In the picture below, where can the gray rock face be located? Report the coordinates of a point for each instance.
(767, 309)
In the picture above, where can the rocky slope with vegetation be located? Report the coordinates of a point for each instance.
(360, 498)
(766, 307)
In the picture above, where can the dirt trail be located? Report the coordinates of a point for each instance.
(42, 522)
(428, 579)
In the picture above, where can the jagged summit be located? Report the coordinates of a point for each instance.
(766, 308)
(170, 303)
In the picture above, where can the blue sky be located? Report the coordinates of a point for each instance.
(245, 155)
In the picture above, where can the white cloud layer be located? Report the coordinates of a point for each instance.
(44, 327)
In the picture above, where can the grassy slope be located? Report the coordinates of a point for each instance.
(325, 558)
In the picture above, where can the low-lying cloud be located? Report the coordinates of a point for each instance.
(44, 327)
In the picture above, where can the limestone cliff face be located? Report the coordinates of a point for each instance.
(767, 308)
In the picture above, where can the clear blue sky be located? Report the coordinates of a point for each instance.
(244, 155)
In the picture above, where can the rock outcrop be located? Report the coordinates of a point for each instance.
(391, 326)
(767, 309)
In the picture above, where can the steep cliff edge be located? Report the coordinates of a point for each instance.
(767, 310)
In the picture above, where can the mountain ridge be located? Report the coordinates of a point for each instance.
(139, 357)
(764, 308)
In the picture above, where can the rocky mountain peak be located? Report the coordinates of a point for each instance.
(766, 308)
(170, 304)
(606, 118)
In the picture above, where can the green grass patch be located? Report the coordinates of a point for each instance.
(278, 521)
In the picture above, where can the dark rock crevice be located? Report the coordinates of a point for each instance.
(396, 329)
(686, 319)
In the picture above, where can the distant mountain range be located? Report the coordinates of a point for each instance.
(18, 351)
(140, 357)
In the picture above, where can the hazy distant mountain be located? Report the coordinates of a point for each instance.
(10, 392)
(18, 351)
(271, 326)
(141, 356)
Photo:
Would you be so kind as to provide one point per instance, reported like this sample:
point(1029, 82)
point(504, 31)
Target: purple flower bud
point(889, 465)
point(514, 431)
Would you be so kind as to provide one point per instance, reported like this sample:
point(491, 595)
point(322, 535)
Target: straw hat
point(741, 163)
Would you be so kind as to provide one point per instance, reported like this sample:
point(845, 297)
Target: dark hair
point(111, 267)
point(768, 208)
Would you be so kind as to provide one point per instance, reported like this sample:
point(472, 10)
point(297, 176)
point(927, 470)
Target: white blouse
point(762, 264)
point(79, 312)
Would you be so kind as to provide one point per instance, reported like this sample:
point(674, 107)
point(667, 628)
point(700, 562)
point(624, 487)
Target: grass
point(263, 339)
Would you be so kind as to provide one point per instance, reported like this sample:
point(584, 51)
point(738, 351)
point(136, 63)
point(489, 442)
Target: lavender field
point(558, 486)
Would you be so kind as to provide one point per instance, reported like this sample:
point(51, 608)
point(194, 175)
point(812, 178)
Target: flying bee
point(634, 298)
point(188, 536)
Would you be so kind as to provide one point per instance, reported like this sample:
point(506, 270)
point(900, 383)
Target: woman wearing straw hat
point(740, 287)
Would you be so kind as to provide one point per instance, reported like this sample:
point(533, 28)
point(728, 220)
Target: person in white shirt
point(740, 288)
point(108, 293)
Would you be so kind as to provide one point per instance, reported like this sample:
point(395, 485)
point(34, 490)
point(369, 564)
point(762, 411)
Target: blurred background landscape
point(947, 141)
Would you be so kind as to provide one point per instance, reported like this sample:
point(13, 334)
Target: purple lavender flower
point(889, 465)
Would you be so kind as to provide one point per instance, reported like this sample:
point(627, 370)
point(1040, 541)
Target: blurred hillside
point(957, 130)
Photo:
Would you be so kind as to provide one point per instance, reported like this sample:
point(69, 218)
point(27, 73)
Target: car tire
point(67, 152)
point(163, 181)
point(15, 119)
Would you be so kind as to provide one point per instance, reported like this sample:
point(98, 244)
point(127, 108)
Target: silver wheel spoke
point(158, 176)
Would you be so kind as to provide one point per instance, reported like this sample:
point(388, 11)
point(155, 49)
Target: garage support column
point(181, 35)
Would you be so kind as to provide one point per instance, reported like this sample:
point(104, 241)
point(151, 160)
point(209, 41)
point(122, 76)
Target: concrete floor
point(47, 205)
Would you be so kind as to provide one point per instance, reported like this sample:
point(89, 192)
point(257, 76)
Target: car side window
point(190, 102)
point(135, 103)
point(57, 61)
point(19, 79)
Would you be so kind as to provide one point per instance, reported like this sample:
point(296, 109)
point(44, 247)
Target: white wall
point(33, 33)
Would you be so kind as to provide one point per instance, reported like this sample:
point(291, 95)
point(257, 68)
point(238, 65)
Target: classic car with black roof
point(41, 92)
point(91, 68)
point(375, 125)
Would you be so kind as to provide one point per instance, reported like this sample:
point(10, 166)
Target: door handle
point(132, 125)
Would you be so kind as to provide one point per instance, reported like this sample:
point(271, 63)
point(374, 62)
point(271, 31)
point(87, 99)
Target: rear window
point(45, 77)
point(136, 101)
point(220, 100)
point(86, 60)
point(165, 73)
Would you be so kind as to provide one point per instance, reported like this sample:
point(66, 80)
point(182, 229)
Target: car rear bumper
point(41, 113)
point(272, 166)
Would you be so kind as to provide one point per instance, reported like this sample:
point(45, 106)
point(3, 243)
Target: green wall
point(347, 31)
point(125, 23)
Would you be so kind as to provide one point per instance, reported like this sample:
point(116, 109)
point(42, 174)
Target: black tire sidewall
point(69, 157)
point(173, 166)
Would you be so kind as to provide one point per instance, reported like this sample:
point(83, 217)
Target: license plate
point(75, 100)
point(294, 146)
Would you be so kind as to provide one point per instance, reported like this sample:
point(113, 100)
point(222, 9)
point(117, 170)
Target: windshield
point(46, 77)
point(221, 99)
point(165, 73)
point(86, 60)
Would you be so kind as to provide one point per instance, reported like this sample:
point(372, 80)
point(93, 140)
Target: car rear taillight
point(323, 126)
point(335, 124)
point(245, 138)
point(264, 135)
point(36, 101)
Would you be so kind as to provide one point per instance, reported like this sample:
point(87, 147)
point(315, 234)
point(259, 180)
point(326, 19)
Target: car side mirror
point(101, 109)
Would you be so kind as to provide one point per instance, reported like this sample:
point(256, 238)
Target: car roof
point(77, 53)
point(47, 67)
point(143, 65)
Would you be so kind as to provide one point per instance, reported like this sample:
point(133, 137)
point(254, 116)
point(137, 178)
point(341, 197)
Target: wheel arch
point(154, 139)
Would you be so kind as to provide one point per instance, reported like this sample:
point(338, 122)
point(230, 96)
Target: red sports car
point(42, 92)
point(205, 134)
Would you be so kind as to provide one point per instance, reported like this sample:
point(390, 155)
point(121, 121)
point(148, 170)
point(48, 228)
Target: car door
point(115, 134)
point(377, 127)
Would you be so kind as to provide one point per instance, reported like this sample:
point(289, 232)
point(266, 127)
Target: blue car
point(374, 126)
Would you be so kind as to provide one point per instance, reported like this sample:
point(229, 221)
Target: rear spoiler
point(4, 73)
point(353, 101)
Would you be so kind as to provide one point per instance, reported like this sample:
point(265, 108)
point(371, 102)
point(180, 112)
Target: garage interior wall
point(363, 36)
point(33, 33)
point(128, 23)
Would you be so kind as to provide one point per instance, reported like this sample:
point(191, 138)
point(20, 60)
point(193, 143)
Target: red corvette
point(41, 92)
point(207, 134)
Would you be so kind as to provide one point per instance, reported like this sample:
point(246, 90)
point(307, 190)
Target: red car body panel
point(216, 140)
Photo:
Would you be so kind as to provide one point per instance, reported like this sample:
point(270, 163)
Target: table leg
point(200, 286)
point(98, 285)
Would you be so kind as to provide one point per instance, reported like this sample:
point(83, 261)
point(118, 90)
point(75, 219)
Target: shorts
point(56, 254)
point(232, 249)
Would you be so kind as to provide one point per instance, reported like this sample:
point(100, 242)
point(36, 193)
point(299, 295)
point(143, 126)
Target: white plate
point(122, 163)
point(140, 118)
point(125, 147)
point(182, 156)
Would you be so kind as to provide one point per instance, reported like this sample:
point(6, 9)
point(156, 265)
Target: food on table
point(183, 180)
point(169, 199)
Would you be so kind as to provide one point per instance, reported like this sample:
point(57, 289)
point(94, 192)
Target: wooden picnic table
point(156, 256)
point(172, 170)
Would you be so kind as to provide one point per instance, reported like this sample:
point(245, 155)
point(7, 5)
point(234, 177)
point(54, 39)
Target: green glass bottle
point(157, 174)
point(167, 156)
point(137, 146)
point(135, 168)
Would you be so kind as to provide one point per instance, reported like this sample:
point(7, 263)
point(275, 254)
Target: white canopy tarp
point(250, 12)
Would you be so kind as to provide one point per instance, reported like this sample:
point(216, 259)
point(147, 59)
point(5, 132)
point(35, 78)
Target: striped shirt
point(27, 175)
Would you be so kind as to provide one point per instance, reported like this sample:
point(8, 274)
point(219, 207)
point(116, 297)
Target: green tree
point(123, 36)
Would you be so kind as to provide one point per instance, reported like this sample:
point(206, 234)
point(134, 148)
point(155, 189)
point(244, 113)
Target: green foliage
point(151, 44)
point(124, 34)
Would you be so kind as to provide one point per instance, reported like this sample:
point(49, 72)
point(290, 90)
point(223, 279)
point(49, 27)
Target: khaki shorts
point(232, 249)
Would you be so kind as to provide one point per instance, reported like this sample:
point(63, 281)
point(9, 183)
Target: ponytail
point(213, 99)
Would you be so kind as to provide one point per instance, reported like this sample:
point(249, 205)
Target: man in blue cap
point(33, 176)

* TASK DESCRIPTION
Filter the material above down to the lines containing the word "distant", and copy each one.

* RESPONSE
In the picture above, where can the distant mountain range be located? Report the coordinates of a point for each instance.
In the picture above, where can the hazy distant mountain be located? Report the coordinates of a point for each instance.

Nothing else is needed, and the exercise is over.